_TASK TO CARRY OUT:_ Repeat the passage of the Beam bug report word for word, starting with "For comparison, testWorking works as" and going on through "causes an issue.".

_QUOTED PASSAGE:_
####

Uploaded image for project: 'Beam'
  1. Beam
  2. BEAM-5409

Beam Java SDK 2.4/2.5 PAssert with CoGroupByKey

Details

    • Bug
    • Status: Resolved
    • P2
    • Resolution: Fixed
    • 2.4.0, 2.5.0
    • 2.4.0, 2.5.0
    • testing
    • None

    Description

      I may be missing something obvious, but for some reason I can't make PAssert & TestPipeline work with CoGroupByKey -- but without it, it works fine.
      Here is a reference test file that can reproduce the issue I'm facing. I tested with both beam sdk 2.4 and 2.5.

      (For the record this was posted on StackOverflow before.)

      For comparison, testWorking works as intended, and testBroken has an additional step like this:

      // code placeholder
      // The following four lines causes an issue.
      PCollectionTuple tuple =
          KeyedPCollectionTuple.of(inTag1, pc1.apply("String to KV<String, String>", ParDo.of(new String2KV())))
              .and(inTag2, pc2).apply("CoGroupByKey", CoGroupByKey.<String>create()).apply("Some Merge DoFn",
                  ParDo.of(new MergeDoFn(inTag1, inTag2, outTag2)).withOutputTags(outTag1, TupleTagList.of(outTag2)));
      

      The error I get can be found after the code below.

      Has anyone had a similar issue with test pipeline before? I haven't tested it yet extensively, but I couldn't find relevant information on CoGroupByKey & TestPipeline together. In production, the same code works fine for my team, and we wanted to add a few unit tests using TestPipeline and PAssert. That's how we ended up with this issue.

      Any help will be appreciated!

      NOTE: Resolved, after adding 'implements Serializable' to the main Test class as shown below. Without it, it will throw an exception. I'll leave the original contents for reference.

      // code placeholder
      public class ReferenceTest implements Serializable {
        @Rule
        public final transient TestPipeline pipe1 = TestPipeline.create();
        @Rule
        public final transient TestPipeline pipe2 = TestPipeline.create();
      
        public static class String2KV extends DoFn<String, KV<String, String>> {
          @ProcessElement
          public void processElement(ProcessContext c) {
            // "key1:value1" -> ["key1", "value1"]
            String[] tokens = c.element().split(":");
            c.output(KV.of(tokens[0], tokens[1]));
          }
        }
      
        public static class MergeDoFn extends DoFn<KV<String, CoGbkResult>, String> {
          final TupleTag<String> inTag1;
          final TupleTag<String> inTag2;
          final TupleTag<String> outTag2;
      
          public MergeDoFn(TupleTag<String> inTag1, TupleTag<String> inTag2, TupleTag<String> outTag2) {
            this.inTag1 = inTag1;
            this.inTag2 = inTag2;
            this.outTag2 = outTag2;
          }
      
          @ProcessElement
          public void processElement(ProcessContext c) {
            String val1 = c.element().getValue().getOnly(inTag1);
            String val2 = c.element().getValue().getOnly(inTag2);
      
            // outTag1 = main output
            // outTag2 = side output
            c.output(outTag2, val1 + "," + val2);
          }
        }
      
        @Test
        public void testWorking() {
          // Create two PCs for test.

####

(Position identification records)
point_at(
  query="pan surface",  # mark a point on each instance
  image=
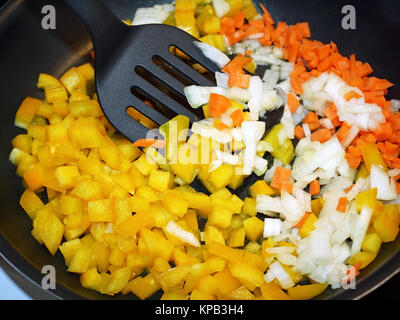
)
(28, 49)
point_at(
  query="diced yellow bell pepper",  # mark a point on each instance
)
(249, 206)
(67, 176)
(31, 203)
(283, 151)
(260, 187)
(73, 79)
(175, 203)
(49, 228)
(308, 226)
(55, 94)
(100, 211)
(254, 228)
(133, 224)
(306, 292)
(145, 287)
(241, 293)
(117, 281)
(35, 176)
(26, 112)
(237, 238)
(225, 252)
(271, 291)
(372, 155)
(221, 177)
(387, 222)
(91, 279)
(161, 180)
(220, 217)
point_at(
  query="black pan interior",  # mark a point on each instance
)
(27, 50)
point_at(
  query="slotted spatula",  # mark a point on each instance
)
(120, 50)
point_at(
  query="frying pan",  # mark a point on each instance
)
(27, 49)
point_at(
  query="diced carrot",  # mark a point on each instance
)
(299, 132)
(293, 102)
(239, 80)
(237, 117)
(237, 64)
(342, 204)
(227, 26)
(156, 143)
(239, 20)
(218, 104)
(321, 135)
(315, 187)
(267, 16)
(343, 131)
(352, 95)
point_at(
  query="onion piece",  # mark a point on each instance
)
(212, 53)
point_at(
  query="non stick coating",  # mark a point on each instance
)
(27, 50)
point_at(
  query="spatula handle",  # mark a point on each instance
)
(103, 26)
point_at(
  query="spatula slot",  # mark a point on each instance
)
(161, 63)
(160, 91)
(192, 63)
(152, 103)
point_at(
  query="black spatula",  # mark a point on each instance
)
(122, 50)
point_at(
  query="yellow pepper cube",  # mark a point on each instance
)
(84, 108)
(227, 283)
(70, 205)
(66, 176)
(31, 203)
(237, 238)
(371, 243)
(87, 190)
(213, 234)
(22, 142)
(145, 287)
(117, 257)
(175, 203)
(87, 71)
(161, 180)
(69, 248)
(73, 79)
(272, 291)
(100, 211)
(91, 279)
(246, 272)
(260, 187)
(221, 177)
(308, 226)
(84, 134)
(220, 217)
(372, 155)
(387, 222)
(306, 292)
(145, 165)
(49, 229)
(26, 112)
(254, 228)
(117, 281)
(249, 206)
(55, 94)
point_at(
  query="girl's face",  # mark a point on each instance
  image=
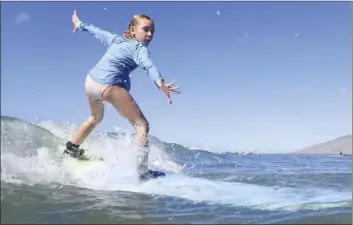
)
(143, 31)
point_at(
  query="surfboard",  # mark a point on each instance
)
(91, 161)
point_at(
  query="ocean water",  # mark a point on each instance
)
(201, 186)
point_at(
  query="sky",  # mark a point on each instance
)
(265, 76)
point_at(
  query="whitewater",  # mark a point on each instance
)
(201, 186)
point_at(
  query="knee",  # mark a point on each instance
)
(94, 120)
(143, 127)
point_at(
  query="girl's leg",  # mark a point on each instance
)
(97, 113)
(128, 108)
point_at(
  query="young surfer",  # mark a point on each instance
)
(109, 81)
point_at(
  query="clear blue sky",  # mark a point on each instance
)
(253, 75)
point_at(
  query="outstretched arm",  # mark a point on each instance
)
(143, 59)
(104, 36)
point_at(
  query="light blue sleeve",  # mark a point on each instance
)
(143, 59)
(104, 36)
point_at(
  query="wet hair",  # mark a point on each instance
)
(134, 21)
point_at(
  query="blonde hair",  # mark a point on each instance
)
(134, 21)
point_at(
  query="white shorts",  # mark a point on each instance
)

####

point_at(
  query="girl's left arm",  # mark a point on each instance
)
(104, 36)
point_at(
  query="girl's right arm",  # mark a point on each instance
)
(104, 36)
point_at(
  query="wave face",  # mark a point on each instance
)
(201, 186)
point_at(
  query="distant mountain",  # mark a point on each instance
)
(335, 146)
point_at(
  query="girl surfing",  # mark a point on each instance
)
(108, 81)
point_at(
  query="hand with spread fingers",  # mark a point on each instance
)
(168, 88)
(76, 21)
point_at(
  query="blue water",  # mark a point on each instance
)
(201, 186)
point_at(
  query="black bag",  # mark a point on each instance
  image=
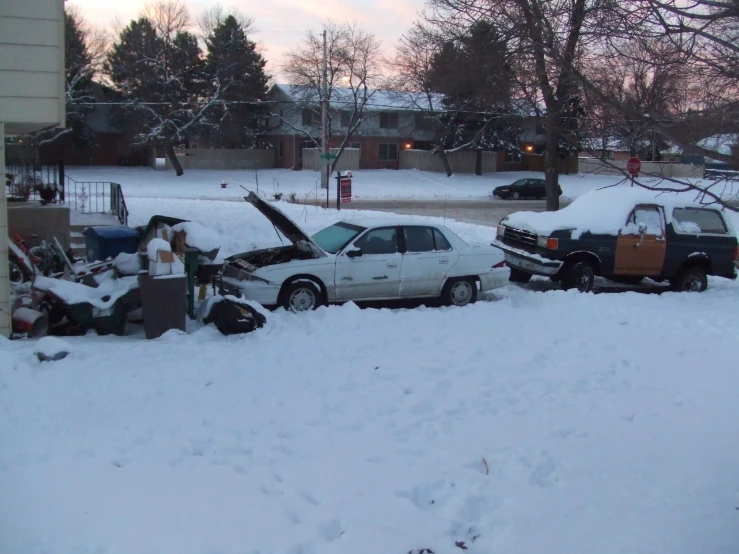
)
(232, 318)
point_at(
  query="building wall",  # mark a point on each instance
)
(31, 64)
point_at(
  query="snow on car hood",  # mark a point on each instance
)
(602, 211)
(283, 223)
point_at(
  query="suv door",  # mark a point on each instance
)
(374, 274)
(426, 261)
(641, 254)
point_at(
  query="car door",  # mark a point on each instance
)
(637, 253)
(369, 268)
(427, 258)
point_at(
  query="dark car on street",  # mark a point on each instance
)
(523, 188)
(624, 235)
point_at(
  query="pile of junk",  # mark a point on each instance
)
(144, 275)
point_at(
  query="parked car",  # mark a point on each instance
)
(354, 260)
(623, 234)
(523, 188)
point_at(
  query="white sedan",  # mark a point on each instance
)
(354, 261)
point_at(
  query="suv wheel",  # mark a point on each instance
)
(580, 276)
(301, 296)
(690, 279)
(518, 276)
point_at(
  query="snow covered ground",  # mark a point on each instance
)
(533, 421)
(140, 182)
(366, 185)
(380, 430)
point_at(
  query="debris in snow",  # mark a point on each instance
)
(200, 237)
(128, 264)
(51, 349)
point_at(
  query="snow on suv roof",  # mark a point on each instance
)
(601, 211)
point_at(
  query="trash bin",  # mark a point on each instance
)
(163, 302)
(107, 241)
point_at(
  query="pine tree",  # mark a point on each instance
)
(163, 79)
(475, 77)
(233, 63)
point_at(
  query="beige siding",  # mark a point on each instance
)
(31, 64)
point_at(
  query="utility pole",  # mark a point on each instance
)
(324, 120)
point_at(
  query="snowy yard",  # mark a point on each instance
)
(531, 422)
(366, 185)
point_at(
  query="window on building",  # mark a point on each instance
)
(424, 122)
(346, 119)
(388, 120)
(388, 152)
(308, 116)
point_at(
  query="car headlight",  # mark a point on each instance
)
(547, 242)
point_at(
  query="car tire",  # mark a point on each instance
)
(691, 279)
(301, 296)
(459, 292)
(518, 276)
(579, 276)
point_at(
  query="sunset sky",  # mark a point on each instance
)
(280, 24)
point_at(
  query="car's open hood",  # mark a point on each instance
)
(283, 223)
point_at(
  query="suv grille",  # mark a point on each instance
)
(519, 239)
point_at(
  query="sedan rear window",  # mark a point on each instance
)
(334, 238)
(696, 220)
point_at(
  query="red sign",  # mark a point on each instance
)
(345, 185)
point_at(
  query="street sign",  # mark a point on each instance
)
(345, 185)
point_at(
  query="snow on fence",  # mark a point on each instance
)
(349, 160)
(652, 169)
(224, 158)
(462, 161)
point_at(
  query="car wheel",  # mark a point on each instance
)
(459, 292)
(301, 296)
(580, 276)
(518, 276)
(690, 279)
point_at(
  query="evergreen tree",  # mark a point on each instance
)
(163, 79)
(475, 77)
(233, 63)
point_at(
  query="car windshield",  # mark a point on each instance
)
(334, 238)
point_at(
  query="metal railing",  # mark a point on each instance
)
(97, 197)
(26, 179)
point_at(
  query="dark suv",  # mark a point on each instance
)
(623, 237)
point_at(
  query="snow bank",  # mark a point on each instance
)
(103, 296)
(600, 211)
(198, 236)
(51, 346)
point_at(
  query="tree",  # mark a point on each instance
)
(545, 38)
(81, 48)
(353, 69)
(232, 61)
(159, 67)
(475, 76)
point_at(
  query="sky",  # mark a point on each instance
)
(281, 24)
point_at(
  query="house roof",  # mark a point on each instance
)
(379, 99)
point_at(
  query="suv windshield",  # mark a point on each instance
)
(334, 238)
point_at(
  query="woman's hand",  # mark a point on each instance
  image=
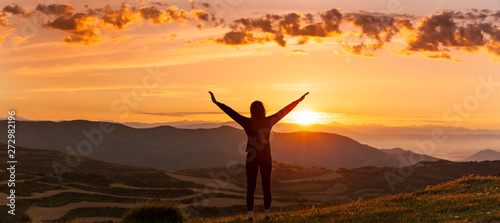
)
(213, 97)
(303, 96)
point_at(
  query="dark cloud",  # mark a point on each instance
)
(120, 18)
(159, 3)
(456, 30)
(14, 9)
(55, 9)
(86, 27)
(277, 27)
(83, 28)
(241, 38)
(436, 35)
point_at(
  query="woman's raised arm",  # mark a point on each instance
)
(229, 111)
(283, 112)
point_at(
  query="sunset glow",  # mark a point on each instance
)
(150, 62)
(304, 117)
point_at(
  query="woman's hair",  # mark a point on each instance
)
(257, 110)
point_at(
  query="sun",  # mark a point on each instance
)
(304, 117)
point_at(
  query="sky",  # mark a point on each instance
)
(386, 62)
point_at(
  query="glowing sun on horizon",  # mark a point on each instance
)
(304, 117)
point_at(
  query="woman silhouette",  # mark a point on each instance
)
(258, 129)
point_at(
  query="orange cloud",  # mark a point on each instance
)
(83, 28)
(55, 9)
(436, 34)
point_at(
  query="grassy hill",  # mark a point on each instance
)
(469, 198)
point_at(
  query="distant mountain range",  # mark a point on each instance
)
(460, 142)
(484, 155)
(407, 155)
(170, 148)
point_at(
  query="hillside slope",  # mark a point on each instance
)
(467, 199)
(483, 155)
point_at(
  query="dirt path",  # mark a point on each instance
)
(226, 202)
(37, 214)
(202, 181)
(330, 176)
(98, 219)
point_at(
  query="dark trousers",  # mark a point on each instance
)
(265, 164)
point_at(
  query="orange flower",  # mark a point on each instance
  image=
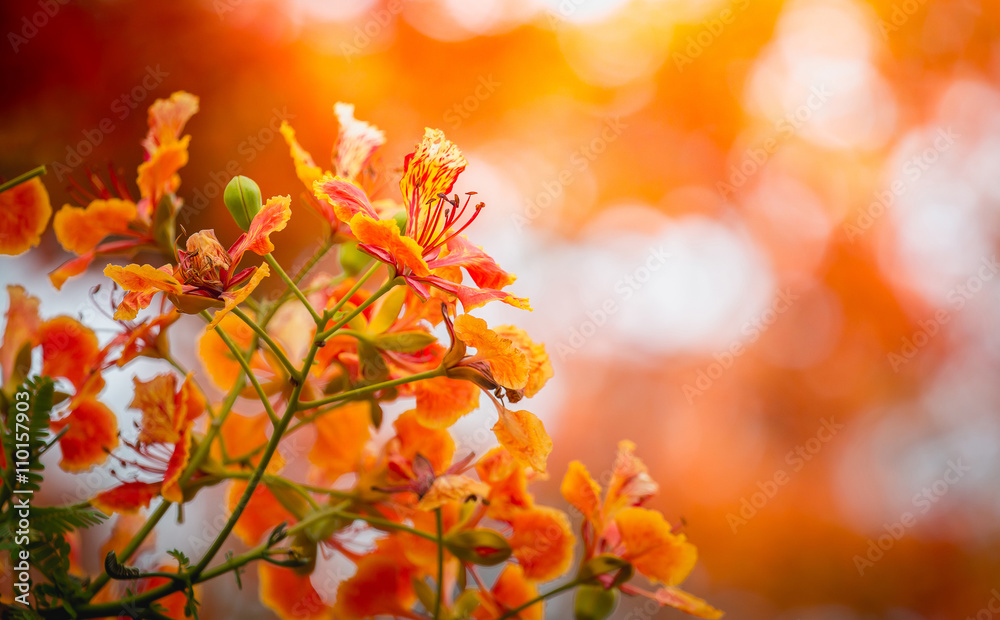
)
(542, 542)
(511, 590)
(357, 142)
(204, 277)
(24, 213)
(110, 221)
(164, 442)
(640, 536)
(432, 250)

####

_REPLY:_
For comparison, testWorking works as intended, and testBroken has an additional step like this:

      // code placeholder
      // The following four lines causes an issue.